↓↓↓

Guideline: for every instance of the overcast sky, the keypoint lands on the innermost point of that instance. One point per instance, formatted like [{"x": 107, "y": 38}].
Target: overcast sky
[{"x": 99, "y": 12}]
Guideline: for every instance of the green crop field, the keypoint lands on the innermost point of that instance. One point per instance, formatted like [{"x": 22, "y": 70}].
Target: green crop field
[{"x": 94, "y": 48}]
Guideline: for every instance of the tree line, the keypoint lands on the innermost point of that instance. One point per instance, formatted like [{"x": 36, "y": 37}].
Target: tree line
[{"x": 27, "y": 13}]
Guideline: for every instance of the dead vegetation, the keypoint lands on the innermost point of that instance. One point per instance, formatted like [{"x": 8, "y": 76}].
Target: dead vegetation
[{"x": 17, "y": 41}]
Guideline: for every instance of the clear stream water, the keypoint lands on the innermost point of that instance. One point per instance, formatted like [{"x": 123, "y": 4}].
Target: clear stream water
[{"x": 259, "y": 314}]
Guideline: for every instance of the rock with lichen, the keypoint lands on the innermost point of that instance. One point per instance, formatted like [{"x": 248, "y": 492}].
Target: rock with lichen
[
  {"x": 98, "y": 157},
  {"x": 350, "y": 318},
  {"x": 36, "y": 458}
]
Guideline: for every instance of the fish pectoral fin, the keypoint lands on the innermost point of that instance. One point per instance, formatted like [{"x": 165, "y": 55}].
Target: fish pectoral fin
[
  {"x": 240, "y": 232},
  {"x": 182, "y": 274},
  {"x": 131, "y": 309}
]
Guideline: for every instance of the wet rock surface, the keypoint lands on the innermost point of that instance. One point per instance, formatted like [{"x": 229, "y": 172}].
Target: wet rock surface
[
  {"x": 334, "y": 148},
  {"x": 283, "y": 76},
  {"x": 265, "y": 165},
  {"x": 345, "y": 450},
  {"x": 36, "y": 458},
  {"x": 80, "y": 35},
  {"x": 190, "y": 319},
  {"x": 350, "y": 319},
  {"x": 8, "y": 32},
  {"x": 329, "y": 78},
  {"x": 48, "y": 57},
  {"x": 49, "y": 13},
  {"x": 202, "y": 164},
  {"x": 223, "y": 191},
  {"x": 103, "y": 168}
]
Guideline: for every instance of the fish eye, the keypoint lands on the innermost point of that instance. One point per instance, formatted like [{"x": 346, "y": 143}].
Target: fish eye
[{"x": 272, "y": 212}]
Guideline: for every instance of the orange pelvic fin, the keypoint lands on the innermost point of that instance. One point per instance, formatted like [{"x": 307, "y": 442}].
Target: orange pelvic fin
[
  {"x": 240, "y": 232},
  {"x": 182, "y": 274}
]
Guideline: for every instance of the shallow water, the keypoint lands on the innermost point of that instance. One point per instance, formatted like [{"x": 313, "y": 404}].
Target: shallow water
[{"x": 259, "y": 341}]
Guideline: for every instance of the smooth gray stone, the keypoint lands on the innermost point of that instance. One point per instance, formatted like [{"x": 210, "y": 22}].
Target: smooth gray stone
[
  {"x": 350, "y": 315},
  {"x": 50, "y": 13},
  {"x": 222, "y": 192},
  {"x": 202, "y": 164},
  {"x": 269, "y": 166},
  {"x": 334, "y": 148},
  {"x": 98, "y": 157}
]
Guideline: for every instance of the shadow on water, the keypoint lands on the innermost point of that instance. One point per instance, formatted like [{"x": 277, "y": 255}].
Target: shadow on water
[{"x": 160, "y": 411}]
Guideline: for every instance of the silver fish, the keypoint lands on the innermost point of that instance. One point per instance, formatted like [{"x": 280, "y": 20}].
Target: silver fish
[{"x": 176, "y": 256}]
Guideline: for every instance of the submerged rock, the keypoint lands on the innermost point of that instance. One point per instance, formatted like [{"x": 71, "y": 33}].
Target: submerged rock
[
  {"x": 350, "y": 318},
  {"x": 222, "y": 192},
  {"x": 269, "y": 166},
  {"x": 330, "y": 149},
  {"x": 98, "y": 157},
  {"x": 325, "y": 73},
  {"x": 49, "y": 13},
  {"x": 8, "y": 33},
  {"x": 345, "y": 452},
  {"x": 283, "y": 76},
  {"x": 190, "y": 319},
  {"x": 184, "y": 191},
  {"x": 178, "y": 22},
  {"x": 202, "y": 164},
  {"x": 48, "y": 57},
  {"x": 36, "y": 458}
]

↑↑↑
↓↓↓

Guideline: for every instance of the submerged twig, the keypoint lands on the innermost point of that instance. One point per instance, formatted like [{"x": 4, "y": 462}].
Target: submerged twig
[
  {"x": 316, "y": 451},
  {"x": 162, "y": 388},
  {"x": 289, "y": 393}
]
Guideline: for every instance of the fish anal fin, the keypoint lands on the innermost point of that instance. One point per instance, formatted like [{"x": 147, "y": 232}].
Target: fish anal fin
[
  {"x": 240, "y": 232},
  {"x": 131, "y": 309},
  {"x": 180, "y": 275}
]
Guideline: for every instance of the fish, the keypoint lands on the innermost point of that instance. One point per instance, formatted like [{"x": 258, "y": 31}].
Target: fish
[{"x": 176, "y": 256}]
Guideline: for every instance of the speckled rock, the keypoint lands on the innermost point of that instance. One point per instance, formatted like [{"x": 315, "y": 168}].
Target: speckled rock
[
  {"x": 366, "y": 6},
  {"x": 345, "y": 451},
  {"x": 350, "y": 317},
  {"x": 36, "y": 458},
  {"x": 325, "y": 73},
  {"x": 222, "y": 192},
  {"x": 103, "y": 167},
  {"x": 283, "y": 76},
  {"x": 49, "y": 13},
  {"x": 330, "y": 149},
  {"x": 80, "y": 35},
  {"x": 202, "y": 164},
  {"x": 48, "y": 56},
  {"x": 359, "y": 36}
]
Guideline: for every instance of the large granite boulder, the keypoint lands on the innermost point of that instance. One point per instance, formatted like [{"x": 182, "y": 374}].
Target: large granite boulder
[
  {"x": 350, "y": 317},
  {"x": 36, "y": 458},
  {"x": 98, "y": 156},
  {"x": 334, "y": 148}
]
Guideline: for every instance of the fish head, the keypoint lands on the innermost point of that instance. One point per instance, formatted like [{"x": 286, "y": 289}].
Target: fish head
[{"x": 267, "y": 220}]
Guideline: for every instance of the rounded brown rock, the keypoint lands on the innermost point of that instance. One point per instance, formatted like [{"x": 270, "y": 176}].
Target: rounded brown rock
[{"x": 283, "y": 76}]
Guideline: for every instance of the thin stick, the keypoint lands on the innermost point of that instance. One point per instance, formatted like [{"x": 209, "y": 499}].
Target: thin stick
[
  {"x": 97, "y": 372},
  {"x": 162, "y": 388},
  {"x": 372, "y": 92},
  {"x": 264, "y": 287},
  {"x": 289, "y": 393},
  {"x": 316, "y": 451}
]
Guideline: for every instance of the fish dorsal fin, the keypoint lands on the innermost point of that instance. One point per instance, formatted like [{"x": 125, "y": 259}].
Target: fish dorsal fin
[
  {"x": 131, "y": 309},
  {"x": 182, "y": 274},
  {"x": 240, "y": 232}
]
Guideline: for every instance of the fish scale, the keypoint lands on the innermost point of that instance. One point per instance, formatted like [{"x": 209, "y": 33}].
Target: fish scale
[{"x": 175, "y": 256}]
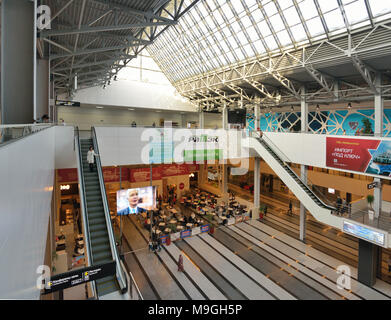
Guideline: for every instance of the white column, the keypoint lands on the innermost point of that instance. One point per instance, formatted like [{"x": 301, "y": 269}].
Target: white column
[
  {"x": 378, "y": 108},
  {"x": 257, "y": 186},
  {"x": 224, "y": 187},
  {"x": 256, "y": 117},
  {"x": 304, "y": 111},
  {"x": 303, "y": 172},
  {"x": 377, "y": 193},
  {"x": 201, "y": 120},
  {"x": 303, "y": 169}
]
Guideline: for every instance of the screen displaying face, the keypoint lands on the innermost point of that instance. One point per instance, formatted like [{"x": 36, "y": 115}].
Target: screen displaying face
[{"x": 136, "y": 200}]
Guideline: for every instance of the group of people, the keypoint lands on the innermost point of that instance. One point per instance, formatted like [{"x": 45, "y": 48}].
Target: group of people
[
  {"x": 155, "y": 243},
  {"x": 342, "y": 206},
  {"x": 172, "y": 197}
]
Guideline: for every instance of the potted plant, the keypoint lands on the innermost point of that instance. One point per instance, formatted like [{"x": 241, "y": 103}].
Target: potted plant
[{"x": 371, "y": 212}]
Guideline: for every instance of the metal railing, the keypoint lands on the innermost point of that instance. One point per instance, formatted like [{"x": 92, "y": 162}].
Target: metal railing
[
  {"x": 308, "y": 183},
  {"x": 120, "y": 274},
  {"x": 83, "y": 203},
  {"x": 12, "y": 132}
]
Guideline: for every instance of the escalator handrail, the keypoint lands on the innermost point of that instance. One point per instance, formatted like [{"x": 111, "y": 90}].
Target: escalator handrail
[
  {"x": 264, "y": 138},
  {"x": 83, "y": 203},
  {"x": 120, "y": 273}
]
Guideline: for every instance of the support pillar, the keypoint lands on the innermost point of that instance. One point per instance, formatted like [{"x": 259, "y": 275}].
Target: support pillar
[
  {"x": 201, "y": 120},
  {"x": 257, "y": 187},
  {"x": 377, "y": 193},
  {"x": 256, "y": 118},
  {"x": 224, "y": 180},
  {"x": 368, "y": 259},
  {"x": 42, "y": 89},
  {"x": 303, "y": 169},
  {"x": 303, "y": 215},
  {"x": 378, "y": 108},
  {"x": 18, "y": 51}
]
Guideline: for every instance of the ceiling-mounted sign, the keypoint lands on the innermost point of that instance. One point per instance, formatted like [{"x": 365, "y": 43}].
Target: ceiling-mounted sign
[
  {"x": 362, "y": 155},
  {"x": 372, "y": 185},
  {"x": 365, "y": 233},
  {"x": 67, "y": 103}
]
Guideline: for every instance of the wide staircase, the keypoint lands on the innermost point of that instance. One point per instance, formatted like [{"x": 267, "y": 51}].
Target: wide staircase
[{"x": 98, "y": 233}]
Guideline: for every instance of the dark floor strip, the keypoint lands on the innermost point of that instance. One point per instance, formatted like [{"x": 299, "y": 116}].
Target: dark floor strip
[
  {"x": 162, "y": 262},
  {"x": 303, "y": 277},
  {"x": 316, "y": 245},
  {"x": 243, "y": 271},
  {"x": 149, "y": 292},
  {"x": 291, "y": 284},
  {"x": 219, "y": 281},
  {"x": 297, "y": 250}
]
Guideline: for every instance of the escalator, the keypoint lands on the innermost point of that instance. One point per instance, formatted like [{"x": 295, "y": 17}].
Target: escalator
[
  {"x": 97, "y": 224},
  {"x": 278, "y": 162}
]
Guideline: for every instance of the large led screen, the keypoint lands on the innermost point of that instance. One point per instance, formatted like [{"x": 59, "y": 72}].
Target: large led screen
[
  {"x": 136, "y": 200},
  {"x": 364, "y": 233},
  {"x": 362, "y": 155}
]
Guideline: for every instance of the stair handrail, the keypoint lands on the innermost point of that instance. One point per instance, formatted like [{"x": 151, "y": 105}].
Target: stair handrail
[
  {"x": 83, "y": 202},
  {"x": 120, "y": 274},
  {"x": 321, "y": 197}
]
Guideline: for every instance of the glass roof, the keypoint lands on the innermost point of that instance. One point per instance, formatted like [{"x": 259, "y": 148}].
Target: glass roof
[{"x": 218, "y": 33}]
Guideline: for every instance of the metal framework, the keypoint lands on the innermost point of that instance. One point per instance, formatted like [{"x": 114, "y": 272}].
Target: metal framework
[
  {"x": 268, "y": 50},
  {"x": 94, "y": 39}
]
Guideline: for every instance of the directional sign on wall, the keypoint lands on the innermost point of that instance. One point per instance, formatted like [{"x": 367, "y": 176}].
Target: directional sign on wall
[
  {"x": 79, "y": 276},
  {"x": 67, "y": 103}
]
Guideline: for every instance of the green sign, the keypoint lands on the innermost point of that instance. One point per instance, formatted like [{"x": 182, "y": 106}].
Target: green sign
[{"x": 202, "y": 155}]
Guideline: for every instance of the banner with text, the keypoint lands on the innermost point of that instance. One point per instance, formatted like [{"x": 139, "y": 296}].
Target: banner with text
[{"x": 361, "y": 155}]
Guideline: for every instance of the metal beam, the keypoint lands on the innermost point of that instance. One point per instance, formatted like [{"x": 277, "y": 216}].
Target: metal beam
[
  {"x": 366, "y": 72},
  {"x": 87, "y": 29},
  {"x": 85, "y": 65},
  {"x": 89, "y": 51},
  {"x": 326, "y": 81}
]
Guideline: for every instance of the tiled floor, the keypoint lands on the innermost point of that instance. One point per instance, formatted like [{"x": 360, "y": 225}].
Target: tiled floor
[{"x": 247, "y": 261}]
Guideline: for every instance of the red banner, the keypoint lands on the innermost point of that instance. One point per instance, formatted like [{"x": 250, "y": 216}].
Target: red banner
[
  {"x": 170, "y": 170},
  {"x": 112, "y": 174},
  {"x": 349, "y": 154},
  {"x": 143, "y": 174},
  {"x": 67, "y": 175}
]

↑↑↑
↓↓↓

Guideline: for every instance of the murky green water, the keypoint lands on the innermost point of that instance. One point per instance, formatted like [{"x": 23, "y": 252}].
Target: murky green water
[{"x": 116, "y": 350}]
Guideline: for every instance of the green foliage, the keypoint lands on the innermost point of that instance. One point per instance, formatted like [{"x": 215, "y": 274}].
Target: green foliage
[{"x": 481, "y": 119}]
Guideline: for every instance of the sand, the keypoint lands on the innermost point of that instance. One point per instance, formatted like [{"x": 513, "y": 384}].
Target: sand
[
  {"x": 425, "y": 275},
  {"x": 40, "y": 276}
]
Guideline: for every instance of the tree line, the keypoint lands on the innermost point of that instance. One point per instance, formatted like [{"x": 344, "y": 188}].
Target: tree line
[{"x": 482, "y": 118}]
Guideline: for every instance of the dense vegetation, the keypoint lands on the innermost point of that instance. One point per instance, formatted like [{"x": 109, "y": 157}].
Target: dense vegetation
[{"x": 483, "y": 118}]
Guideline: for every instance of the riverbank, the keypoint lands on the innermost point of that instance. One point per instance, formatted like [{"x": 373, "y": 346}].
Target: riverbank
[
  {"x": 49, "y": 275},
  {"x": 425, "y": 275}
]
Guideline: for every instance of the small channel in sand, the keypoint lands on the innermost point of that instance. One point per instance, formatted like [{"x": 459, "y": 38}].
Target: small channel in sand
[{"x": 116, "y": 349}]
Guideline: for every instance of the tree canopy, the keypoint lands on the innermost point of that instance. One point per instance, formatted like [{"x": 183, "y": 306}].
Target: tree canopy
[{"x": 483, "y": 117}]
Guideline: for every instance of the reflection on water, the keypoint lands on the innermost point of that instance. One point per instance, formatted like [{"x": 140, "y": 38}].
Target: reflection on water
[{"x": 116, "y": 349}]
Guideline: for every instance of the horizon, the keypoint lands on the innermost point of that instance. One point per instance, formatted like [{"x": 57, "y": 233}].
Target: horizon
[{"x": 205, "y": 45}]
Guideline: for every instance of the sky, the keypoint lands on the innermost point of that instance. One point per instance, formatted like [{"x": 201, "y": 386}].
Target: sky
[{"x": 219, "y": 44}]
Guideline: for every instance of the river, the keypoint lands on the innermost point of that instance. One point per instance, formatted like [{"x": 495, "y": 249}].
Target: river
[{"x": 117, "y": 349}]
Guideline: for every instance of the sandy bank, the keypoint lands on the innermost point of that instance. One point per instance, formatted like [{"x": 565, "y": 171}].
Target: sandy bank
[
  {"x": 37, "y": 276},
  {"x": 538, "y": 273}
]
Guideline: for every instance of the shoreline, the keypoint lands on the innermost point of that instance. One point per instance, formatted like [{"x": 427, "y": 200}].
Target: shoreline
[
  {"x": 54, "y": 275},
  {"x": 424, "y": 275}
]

↑↑↑

Given exercise >>
Count the lines in the material above that contain the string "stick", matching case exactly. Give only the number.

Right answer >>
2